**CONSIGNE A**:
Recopiez fidèlement la partie de l'extrait consacré à André Pradelles qui s'ouvre sur les mots contenant "Un arrêté ministériel" et se clôt sur "sont les communistes.".
**CONSIGNE B**:
Selon l'extrait consacré à André Pradelles, quelle date probable de décès le Ministère a-t-il inscrite ?

**TEXTE DE LECTURE**:
Un arrêté ministériel du 3 novembre 1997 paru au Journal Officiel du 27 janvier 1998 porte apposition de la mention «Mort en déportation» sur les actes et jugements déclaratifs de décès d’André Pradelles. Le témoignage de compagnons de déportation a incité le Ministère à inscrire une date probable de décès « mort le 30 septembre 1942 à Auschwitz ».

Le 3 juin 1946, la section du Parti communiste du 17ème arrondissement émet un certificat pour sa famille afin d’obtenir son homologation comme « Déporté politique » : « a participé dès juillet 1940 à la lutte contre l’occupant« .

  • Note 1 : La loi du 3 septembre 1940 proroge le décret du 18 novembre 1939 et prévoit l’internement de « tous individus dangereux pour la défense nationale ou la sécurité publique« . Les premiers visés sont les communistes.
  • Note 2 : Le camp d’internement administratif de Rouillé (Vienne) est ouvert le 6 septembre 1941, sous la dénomination de «centre de séjour surveillé», pour recevoir 150 internés politiques venant de la région parisienne, c’est-à-dire membres du Parti Communiste dissous et maintenus au camp d’Aincourt depuis le 5 octobre 1940. D’autres venant de prisons diverses et du camp des Tourelles. / In site de l’Amicale de Châteaubriant-Voves-Rouillé.

**DONNÉES SOURCES**:
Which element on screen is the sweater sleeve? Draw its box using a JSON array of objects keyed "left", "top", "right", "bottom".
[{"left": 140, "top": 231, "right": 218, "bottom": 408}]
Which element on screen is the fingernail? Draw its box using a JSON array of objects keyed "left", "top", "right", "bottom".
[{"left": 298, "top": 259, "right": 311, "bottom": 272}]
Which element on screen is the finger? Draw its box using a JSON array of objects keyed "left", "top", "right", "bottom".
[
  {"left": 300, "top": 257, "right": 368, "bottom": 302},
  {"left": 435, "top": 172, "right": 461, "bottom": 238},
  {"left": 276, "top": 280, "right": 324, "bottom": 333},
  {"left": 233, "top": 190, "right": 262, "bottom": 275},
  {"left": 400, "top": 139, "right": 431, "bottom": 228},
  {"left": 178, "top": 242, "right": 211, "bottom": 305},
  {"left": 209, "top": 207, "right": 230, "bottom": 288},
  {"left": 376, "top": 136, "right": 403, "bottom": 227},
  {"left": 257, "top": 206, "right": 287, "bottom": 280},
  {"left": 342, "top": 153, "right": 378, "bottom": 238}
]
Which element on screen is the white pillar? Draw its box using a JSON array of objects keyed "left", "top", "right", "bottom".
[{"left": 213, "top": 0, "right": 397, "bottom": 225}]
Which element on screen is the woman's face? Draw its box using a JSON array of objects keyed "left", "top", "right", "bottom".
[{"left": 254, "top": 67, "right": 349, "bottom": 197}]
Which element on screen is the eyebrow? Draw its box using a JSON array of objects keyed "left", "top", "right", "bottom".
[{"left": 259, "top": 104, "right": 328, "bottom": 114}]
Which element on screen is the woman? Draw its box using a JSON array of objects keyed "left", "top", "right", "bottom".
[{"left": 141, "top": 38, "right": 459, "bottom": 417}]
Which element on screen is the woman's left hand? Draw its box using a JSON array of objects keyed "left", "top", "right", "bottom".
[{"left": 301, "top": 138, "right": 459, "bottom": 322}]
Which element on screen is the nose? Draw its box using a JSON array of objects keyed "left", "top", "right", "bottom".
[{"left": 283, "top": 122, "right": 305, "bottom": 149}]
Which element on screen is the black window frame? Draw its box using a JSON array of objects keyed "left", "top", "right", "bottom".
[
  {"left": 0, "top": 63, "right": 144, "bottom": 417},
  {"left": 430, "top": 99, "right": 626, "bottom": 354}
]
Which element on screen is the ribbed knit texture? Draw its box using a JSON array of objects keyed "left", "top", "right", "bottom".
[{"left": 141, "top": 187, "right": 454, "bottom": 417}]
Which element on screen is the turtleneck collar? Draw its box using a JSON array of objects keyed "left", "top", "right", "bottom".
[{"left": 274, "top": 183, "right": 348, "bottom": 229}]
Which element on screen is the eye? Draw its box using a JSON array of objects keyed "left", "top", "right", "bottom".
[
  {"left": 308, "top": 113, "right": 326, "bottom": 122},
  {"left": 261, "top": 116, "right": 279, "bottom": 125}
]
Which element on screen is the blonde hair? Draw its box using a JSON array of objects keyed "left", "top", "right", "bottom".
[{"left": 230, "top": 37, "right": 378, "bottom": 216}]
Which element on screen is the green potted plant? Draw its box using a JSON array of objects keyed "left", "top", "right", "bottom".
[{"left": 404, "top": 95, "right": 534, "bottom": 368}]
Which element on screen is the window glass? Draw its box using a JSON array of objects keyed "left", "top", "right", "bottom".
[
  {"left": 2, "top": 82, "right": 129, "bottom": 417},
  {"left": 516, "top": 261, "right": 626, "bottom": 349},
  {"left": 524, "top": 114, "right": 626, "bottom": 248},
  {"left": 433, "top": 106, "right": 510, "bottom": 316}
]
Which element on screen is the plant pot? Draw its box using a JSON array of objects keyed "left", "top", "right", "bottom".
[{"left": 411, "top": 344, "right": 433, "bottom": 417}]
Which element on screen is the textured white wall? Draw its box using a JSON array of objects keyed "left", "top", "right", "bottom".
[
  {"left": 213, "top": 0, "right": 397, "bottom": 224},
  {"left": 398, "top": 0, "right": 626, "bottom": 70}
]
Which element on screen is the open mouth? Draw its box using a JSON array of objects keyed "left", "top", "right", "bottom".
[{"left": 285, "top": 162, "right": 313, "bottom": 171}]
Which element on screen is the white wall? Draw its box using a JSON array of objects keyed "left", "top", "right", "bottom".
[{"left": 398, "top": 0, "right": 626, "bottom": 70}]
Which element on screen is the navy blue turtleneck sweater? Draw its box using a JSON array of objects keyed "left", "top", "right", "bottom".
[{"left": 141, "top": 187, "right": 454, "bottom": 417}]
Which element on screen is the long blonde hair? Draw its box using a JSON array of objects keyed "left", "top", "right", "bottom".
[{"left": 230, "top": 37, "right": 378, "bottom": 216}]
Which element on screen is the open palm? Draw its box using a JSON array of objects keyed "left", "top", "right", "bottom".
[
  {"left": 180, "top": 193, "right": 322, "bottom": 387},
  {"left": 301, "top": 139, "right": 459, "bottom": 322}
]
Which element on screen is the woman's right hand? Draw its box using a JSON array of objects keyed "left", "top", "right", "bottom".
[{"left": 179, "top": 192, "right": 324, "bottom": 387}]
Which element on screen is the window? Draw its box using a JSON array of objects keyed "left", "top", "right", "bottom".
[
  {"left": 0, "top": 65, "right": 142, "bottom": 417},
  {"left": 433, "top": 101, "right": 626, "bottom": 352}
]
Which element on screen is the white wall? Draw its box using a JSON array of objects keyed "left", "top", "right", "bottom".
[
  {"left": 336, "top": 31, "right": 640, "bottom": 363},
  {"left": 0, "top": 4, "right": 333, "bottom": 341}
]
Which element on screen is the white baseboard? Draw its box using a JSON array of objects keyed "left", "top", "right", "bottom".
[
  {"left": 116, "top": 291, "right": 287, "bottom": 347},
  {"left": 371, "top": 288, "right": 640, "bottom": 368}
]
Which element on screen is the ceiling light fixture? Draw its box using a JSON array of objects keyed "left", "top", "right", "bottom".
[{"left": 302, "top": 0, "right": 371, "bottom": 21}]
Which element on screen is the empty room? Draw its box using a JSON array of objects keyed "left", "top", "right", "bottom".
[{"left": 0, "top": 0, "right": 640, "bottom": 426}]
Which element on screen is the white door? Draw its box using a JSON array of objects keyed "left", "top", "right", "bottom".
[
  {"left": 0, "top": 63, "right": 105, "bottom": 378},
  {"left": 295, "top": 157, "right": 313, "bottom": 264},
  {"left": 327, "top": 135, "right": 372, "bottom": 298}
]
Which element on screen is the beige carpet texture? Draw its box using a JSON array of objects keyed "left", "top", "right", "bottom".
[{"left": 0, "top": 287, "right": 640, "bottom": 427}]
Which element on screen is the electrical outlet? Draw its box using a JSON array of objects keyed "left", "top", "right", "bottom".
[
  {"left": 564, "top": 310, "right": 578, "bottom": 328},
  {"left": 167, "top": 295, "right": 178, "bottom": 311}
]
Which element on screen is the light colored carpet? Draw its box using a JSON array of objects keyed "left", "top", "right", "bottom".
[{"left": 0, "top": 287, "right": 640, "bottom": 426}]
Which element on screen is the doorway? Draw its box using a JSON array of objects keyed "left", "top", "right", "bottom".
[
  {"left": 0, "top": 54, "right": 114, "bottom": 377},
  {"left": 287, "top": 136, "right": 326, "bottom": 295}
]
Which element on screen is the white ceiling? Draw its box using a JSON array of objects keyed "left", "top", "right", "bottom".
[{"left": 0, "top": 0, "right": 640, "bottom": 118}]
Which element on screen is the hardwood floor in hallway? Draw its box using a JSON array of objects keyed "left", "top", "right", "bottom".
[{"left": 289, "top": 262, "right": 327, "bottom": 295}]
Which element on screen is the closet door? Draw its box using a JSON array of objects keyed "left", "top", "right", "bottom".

**VOTRE RÉPONSE A**:
Un arrêté ministériel du 3 novembre 1997 paru au Journal Officiel du 27 janvier 1998 porte apposition de la mention «Mort en déportation» sur les actes et jugements déclaratifs de décès d’André Pradelles. Le témoignage de compagnons de déportation a incité le Ministère à inscrire une date probable de décès « mort le 30 septembre 1942 à Auschwitz ».

Le 3 juin 1946, la section du Parti communiste du 17ème arrondissement émet un certificat pour sa famille afin d’obtenir son homologation comme « Déporté politique » : « a participé dès juillet 1940 à la lutte contre l’occupant« .

  • Note 1 : La loi du 3 septembre 1940 proroge le décret du 18 novembre 1939 et prévoit l’internement de « tous individus dangereux pour la défense nationale ou la sécurité publique« . Les premiers visés sont les communistes.

**VOTRE RÉPONSE B**:
Le 30 septembre 1942, à Auschwitz.